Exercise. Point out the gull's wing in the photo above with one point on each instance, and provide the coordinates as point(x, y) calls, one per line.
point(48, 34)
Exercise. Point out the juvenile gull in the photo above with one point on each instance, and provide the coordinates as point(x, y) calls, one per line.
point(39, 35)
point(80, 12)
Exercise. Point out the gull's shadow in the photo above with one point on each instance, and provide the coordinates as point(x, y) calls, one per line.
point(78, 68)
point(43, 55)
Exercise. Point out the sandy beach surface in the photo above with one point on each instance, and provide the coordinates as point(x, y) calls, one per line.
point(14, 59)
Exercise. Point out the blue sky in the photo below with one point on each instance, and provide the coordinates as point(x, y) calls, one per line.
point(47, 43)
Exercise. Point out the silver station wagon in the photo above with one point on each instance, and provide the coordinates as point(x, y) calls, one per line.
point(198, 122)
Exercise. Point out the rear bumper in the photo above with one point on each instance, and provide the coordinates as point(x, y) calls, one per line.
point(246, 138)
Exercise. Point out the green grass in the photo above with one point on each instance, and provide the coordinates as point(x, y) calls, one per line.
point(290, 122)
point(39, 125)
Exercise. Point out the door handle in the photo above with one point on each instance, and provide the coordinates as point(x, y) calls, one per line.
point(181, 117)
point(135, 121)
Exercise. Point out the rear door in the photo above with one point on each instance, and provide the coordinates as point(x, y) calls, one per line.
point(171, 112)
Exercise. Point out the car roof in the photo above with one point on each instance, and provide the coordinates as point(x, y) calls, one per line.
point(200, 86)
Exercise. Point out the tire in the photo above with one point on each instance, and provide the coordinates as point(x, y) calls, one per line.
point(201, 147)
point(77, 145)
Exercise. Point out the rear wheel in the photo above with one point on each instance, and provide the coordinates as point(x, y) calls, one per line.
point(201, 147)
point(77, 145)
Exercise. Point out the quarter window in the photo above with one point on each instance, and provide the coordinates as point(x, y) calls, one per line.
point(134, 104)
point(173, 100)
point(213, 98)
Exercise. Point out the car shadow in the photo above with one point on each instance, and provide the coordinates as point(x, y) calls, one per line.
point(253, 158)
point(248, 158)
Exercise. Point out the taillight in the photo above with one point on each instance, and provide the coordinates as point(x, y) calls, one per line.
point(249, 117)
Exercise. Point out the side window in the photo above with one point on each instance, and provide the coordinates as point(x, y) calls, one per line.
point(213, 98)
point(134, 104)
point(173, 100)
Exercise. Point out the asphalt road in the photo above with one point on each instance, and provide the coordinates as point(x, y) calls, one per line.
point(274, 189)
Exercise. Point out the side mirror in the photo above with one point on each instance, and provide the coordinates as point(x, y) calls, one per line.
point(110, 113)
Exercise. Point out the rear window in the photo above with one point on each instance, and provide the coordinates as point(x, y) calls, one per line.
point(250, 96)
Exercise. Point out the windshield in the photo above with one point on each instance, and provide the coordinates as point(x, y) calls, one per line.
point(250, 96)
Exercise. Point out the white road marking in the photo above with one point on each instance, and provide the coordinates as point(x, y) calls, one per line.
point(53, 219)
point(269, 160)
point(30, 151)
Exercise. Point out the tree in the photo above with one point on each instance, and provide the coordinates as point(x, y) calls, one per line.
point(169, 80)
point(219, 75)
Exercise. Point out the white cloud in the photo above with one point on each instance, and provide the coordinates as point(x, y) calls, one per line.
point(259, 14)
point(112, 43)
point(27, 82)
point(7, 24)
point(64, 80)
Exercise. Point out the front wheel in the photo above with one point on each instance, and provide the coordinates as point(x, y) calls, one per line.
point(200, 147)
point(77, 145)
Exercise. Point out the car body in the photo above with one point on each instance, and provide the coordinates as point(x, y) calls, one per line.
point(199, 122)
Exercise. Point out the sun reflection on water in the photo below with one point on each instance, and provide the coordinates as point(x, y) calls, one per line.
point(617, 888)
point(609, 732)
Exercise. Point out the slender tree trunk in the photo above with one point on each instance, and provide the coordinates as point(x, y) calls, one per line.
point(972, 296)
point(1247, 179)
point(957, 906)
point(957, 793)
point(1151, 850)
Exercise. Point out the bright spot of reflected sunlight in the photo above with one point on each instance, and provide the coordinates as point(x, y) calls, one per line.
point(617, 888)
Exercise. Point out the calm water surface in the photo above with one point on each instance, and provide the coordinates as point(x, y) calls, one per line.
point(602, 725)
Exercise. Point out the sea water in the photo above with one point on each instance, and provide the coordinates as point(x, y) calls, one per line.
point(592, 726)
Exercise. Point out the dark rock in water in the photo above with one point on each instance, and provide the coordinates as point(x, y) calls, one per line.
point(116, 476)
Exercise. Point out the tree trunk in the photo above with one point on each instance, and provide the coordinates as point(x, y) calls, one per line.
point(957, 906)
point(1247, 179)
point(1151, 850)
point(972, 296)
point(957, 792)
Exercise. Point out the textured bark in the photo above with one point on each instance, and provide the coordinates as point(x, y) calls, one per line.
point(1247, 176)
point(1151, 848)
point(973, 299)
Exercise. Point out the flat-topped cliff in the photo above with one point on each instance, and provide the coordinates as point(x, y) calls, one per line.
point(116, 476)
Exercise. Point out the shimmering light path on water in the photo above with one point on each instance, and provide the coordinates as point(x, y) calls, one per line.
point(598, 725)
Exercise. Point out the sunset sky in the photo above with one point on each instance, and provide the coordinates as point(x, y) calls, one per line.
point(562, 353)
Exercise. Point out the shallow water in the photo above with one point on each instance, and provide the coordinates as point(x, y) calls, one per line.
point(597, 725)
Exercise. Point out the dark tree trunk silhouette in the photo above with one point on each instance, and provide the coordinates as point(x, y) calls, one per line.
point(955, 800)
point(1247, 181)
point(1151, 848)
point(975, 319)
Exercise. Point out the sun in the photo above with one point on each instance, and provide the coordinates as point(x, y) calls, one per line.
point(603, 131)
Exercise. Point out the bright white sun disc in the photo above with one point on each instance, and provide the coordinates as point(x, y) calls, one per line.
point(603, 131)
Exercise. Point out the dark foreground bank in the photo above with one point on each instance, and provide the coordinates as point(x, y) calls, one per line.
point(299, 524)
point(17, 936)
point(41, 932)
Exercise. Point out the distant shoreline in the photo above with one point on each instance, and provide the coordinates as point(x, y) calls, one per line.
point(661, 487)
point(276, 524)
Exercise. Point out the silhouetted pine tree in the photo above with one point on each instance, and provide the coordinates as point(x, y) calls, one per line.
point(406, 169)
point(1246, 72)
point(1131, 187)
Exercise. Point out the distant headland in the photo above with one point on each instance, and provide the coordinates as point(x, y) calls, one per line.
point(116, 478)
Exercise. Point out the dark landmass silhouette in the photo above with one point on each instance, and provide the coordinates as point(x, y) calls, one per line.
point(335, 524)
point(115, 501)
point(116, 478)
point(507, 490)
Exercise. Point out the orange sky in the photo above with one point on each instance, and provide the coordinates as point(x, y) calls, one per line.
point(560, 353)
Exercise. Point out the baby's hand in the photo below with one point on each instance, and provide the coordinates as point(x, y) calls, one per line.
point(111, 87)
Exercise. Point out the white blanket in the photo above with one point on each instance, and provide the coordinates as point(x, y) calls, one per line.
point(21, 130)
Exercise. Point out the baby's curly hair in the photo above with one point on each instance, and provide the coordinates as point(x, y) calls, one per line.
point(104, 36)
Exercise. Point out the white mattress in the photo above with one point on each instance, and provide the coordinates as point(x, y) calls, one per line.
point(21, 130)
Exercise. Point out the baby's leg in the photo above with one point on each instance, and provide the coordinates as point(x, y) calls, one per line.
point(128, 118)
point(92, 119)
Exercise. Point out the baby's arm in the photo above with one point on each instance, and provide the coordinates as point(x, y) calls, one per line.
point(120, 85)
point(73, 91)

**What you will do**
Write out the whole listing exactly as it stands.

**Task result**
Exercise. Point out the gull's wing in the photo above with one point on each instance, and provide the coordinates as point(x, y) calls, one per line.
point(48, 34)
Exercise. Point out the juvenile gull in the photo above with one point on each instance, and provide the coordinates as point(x, y) calls, one per line.
point(39, 35)
point(80, 12)
Exercise. Point out the gull's shadow in the photo above with one point on each instance, and provide the coordinates as point(x, y) calls, one per line.
point(78, 68)
point(43, 55)
Exercise. Point out the sandy beach surface in the photo above with one point on each instance, and provide the coordinates as point(x, y) calls, one per line.
point(14, 59)
Exercise. Point out the blue sky in the photo below with one point on each instance, and provide the coordinates as point(x, y) calls, one per line.
point(47, 43)
Exercise. Point out the silver station wagon in the photo above with one point on each instance, and provide the coordinates as point(x, y) calls, one per line.
point(198, 122)
Exercise. Point out the rear bumper in the photo above with one point on each instance, and provide the coordinates as point(x, y) calls, one per line.
point(246, 138)
Exercise. Point out the green grass in the photo above with one point on each instance, and provide the coordinates as point(x, y) calls, one per line.
point(290, 122)
point(39, 125)
Exercise. Point out the door handle in the photo above with one point on each instance, and provide the coordinates as point(x, y) calls, one per line.
point(181, 117)
point(135, 121)
Exercise. Point out the rear door in the photo above with one point on each instance, and provide the coordinates as point(x, y) calls, one per line.
point(171, 112)
Exercise. Point out the car roof in the photo above with one point on each instance, and provide the coordinates as point(x, y) calls, one per line.
point(200, 86)
Exercise. Point out the tire in the photo above with one point on each instance, and provide the coordinates as point(x, y) calls, one per line.
point(201, 147)
point(77, 145)
Exercise. Point out the rear wheel in the photo above with one point on each instance, and provide the coordinates as point(x, y) calls, one per line.
point(201, 147)
point(77, 145)
Exercise. Point out the quarter window in the photo above with one point on each instance, and provide the coordinates as point(x, y) calls, one per line.
point(134, 104)
point(173, 100)
point(213, 98)
Exercise. Point out the car shadow in the photo above with one point on each instance, and provide the coordinates as point(x, y) calls, one per line.
point(253, 158)
point(248, 158)
Exercise. Point out the taillight in the photo above with one point on each instance, and provide the coordinates as point(x, y) calls, one per line.
point(249, 117)
Exercise. Point out the side window in the photo above with one point on each instance, and provide the coordinates as point(x, y) calls, one per line.
point(213, 98)
point(134, 104)
point(173, 100)
Exercise. Point out the asphalt road in the photo above with one point on each instance, and provide the coordinates as point(x, y) calls, one per line.
point(274, 189)
Exercise. Point out the side mirror in the photo above with one point on each instance, and provide the coordinates as point(x, y) calls, one per line.
point(110, 113)
Exercise. Point out the rear window in the photo above with one point on each instance, and provide the coordinates as point(x, y) calls, one per line.
point(250, 96)
Exercise. Point out the windshield in the photo above with one point on each instance, and provide the coordinates as point(x, y) calls, one per line.
point(250, 96)
Exercise. Point out the white road marking in the photo above with one point on each instance, and provide the coordinates as point(x, y) calls, one per line.
point(53, 219)
point(269, 160)
point(30, 151)
Exercise. Point out the tree in the photo above with one point on each instance, and provide the coordinates as point(x, y) calls, one per line.
point(169, 80)
point(219, 75)
Exercise. Point out the white cloud in the photo above with one point on each instance, and provide the coordinates as point(x, y) calls, one per line.
point(259, 14)
point(112, 43)
point(27, 82)
point(7, 24)
point(64, 80)
Exercise. Point out the front wheel in the photo above with one point on each instance, and provide the coordinates as point(x, y) calls, one per line.
point(200, 147)
point(77, 145)
Exercise. Point out the car body in the photo above with one point on each instance, and provide the coordinates as point(x, y) calls, one per line.
point(199, 122)
Exercise. Point out the sun reflection on water in the photo below with one point on each instance, and provide the coordinates as point(x, y) calls, one per line.
point(617, 888)
point(609, 732)
Exercise. Point out the slender tree trunk in the photo above with one point on each instance, and provide the coordinates as point(x, y) calls, one per line.
point(972, 296)
point(1247, 179)
point(957, 906)
point(957, 793)
point(1151, 850)
Exercise. Point out the bright spot of reflected sunlight in the photo above with one point on each instance, and provide the coordinates as point(x, y) calls, one per line.
point(617, 888)
Exercise. Point out the calm water surface in the photo above with one point on each instance, and provide the coordinates as point(x, y) calls, one per line.
point(602, 725)
Exercise. Point out the sea water in the photo above with one point on each instance, and provide the coordinates as point(x, y) calls, one per line.
point(592, 726)
Exercise. Point out the dark rock in water in the photo above with one point on each instance, and provide the coordinates as point(x, y) calls, one per line.
point(116, 476)
Exercise. Point out the tree trunk in the photo above with one point on each instance, and provide the coordinates as point(x, y) calls, one per line.
point(957, 906)
point(1247, 179)
point(1151, 850)
point(972, 296)
point(957, 792)
Exercise. Point out the textured bark in the photo above with one point on each instance, and provide the coordinates as point(x, y) calls, one per line.
point(1247, 176)
point(1151, 848)
point(973, 299)
Exercise. Point out the flat-topped cliff in the photo above with one point on each instance, and provide the coordinates as point(x, y) calls, one per line.
point(116, 476)
Exercise. Point out the shimmering light path on water in the photo above with one point on each instance, and provide the coordinates as point(x, y) calls, one per line.
point(598, 725)
Exercise. Point out the sunset sky in the photo above with one point on each instance, and provide the coordinates as point(x, y) calls, one per line.
point(562, 353)
Exercise. Point out the shallow water in the photo above with one point on each instance, and provide the coordinates as point(x, y) calls, one per line.
point(597, 725)
Exercise. Point out the dark tree trunk silhouette in the photo above with one point on each instance, and provide the coordinates as point(x, y) calls, one per line.
point(955, 800)
point(1247, 181)
point(1151, 848)
point(975, 319)
Exercise. Point out the sun in the photo above with one point on each instance, and provide the coordinates as point(x, y) calls, one per line.
point(603, 131)
Exercise. Point out the bright white sun disc in the photo above with one point on each instance, and provide the coordinates as point(x, y) calls, one per line.
point(603, 131)
Exercise. Point out the dark foreground bank in the photo above with one point on each instance, and provide the coordinates as point(x, y) calls, one per line.
point(299, 524)
point(17, 936)
point(41, 932)
Exercise. Point out the distant shoreline in the photo above with one point on each instance, and provide the coordinates as point(x, y) calls, one per line.
point(661, 487)
point(276, 524)
Exercise. Point out the silhouetted pine tree in the photo above with one point on each instance, and provide the coordinates as point(x, y) calls, one per line.
point(406, 169)
point(1246, 72)
point(1131, 187)
Exercise. Point out the distant headland in the photo above with one point on each instance, and provide the coordinates as point(x, y) calls, one per line.
point(116, 478)
Exercise. Point out the dark landmass silhouette in the photo above with one point on each instance, and provide the coordinates as point(x, y) calls, one per line.
point(335, 524)
point(115, 501)
point(116, 478)
point(507, 490)
Exercise. Point out the orange sky in the photo above with one point on each instance, and provide the coordinates as point(x, y) calls, one per line.
point(560, 353)
Exercise. Point out the baby's hand in the photo below with one point on each instance, and provide the coordinates as point(x, y) calls, one per line.
point(111, 87)
Exercise. Point out the white blanket in the photo above with one point on each instance, and provide the coordinates as point(x, y) calls, one per line.
point(21, 130)
Exercise. Point out the baby's curly hair in the photo above with one point on each instance, and provide the coordinates as point(x, y) calls, one per line.
point(104, 36)
Exercise. Point out the white mattress in the photo above with one point on each instance, and provide the coordinates as point(x, y) calls, one per line.
point(21, 130)
Exercise. Point out the baby's leg in the photo above with one point on each instance, and provide the coordinates as point(x, y) calls, one per line.
point(128, 118)
point(92, 119)
Exercise. Point out the baby's arm in the photo above with one point on each instance, and provide the coordinates as point(x, y) calls, one per line.
point(120, 85)
point(73, 91)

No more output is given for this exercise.